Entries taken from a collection
§
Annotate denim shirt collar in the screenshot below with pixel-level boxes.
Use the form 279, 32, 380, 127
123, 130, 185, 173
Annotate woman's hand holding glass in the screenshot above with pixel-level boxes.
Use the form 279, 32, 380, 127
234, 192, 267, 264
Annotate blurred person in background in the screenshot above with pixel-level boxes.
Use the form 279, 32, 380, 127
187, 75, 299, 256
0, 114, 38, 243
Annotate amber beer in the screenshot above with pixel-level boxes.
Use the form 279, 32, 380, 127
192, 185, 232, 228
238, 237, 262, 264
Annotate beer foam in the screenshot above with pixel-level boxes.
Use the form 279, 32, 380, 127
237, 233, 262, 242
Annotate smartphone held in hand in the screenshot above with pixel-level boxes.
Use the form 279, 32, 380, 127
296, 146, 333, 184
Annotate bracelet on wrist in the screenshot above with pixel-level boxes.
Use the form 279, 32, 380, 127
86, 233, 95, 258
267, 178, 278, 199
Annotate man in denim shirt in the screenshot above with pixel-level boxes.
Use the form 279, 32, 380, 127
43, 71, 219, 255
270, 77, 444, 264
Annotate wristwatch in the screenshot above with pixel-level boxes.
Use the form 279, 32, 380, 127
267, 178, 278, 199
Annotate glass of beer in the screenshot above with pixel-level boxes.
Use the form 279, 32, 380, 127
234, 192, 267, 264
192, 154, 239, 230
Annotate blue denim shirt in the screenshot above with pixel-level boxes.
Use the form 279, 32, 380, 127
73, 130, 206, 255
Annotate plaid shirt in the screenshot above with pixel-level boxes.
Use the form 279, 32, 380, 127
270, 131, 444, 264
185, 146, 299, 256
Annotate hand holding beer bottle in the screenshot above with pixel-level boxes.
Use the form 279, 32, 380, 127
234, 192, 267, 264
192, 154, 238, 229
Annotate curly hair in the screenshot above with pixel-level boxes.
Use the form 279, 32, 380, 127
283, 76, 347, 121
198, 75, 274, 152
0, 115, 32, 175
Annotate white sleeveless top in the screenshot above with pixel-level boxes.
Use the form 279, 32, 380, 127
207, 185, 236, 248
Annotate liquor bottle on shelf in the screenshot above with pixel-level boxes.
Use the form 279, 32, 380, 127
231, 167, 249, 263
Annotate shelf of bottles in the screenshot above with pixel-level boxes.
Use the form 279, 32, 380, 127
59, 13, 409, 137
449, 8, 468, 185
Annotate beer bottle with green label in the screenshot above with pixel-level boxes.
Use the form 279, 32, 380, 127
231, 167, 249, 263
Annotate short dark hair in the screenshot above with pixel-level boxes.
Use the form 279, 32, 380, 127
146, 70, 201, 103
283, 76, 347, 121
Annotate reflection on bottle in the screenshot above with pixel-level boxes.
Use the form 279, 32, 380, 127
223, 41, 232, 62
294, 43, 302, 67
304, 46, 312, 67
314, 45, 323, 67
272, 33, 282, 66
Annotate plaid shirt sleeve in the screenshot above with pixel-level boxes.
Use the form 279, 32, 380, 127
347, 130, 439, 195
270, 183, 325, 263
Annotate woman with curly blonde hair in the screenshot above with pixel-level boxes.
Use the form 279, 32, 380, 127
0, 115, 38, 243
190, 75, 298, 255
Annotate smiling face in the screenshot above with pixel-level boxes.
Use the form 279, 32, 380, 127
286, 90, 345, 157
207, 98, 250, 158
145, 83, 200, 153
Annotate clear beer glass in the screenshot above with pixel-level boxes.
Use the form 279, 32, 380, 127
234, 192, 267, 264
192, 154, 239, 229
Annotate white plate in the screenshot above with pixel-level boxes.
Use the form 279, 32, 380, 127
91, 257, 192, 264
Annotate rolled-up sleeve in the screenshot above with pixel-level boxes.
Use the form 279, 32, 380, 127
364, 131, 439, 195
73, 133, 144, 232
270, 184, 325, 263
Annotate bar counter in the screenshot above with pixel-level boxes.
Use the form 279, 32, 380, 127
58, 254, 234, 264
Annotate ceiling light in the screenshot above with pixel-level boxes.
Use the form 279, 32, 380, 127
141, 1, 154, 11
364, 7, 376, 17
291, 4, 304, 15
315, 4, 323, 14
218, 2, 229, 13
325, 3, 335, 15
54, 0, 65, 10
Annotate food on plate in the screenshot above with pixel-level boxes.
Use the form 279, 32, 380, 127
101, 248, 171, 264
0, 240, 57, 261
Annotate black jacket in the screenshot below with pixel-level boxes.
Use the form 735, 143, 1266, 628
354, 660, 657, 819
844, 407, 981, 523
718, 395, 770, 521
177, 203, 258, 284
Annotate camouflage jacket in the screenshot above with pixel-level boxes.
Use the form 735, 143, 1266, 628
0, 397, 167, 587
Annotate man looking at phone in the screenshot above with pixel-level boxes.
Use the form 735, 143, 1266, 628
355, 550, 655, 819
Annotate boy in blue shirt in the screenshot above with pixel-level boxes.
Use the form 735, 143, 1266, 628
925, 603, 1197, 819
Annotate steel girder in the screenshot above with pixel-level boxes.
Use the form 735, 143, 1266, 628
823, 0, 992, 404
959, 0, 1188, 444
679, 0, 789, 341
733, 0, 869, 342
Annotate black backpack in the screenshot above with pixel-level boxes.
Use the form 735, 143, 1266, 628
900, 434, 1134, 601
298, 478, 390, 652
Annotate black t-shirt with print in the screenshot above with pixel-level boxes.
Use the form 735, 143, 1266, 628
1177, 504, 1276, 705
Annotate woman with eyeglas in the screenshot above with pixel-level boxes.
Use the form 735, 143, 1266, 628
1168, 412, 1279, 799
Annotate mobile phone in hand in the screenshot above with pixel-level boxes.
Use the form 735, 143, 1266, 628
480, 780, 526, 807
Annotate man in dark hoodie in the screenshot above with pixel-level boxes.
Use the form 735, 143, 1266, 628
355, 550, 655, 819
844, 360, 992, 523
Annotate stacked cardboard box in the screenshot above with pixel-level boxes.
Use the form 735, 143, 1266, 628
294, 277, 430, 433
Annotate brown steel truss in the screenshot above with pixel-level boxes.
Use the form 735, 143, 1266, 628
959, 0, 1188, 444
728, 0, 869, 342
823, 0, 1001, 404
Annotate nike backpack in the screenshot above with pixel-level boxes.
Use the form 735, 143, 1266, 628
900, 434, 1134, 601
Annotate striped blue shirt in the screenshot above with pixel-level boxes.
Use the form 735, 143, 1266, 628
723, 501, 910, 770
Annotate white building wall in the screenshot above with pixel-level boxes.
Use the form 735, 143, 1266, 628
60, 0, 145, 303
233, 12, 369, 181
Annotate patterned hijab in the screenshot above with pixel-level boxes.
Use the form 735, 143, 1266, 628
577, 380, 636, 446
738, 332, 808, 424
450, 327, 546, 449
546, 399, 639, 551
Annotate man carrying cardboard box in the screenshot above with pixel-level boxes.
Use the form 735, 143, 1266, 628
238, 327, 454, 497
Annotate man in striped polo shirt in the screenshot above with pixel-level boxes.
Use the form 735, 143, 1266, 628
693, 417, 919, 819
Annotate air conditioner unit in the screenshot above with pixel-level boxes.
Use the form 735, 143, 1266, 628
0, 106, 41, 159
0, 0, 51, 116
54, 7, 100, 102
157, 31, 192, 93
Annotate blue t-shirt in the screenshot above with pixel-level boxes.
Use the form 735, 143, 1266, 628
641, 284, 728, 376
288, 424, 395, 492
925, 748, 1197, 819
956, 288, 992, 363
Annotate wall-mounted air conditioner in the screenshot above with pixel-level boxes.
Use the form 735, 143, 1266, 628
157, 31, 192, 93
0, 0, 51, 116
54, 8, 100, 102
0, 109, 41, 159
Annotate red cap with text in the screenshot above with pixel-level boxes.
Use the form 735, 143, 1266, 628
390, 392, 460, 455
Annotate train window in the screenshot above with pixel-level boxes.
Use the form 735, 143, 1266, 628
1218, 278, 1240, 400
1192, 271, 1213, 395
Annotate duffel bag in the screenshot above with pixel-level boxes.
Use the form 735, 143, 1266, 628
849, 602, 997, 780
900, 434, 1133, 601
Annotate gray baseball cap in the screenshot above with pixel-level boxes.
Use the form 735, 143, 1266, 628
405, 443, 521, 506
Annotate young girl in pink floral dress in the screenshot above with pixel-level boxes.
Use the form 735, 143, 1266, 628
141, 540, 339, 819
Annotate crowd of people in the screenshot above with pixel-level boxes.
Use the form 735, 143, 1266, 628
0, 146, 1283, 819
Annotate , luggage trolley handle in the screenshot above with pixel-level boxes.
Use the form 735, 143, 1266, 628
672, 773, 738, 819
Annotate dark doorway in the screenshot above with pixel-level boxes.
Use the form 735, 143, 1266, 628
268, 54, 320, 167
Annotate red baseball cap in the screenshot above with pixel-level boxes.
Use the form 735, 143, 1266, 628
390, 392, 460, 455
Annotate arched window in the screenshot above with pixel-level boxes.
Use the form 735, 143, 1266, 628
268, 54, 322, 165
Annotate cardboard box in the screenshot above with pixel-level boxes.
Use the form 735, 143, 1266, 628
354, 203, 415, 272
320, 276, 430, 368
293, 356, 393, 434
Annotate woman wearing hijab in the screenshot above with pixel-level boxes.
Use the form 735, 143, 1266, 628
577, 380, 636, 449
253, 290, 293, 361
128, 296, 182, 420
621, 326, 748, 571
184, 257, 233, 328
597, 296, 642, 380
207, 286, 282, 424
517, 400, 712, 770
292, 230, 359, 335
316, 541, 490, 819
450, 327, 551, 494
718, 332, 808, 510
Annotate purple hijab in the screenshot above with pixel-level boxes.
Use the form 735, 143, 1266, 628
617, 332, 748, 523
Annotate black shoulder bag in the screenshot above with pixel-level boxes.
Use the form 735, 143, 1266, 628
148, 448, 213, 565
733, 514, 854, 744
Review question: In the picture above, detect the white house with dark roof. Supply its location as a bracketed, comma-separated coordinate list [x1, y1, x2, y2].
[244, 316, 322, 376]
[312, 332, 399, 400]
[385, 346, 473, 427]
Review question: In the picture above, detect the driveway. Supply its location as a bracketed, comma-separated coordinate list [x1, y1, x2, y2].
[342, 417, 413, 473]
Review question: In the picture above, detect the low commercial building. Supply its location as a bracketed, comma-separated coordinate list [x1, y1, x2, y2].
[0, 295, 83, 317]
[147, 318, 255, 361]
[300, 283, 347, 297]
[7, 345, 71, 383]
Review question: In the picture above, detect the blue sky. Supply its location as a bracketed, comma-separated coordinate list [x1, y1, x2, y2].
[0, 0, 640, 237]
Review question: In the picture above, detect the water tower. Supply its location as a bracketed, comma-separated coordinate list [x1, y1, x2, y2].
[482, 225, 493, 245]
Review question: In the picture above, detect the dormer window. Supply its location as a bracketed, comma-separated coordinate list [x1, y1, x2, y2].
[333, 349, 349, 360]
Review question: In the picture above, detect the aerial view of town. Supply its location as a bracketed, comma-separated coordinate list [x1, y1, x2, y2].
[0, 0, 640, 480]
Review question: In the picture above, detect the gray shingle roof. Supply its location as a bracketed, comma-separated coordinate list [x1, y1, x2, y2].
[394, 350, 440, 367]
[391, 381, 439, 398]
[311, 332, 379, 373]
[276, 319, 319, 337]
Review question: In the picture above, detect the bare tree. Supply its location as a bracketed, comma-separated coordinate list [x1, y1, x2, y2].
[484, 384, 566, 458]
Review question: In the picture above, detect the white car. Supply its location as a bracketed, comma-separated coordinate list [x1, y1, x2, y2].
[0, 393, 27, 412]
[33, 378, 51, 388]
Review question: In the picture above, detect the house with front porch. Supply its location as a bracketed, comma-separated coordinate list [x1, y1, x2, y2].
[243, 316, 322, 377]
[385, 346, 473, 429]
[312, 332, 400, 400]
§
__Instructions for the task__: Rename "screenshot" to "frame" throughout the entries, starting at the line that contains "Annotate plaid shirt sleeve" and ending at the line that contains "145, 83, 200, 153". Return only those lines, with everything else left unchanged.

__Task result__:
Annotate plaid shirt sleeve in the frame above with pixel-level boxes.
Use the form 279, 32, 380, 127
347, 130, 439, 195
270, 183, 325, 263
Annotate woman with curly blonde hair in the frame above with pixel-level boxes.
Use the form 279, 32, 380, 127
0, 115, 38, 243
190, 75, 298, 255
Annotate smiling face in the frame above with pixel-level boxes.
Use the form 279, 32, 380, 127
286, 90, 345, 157
207, 98, 250, 158
145, 83, 200, 153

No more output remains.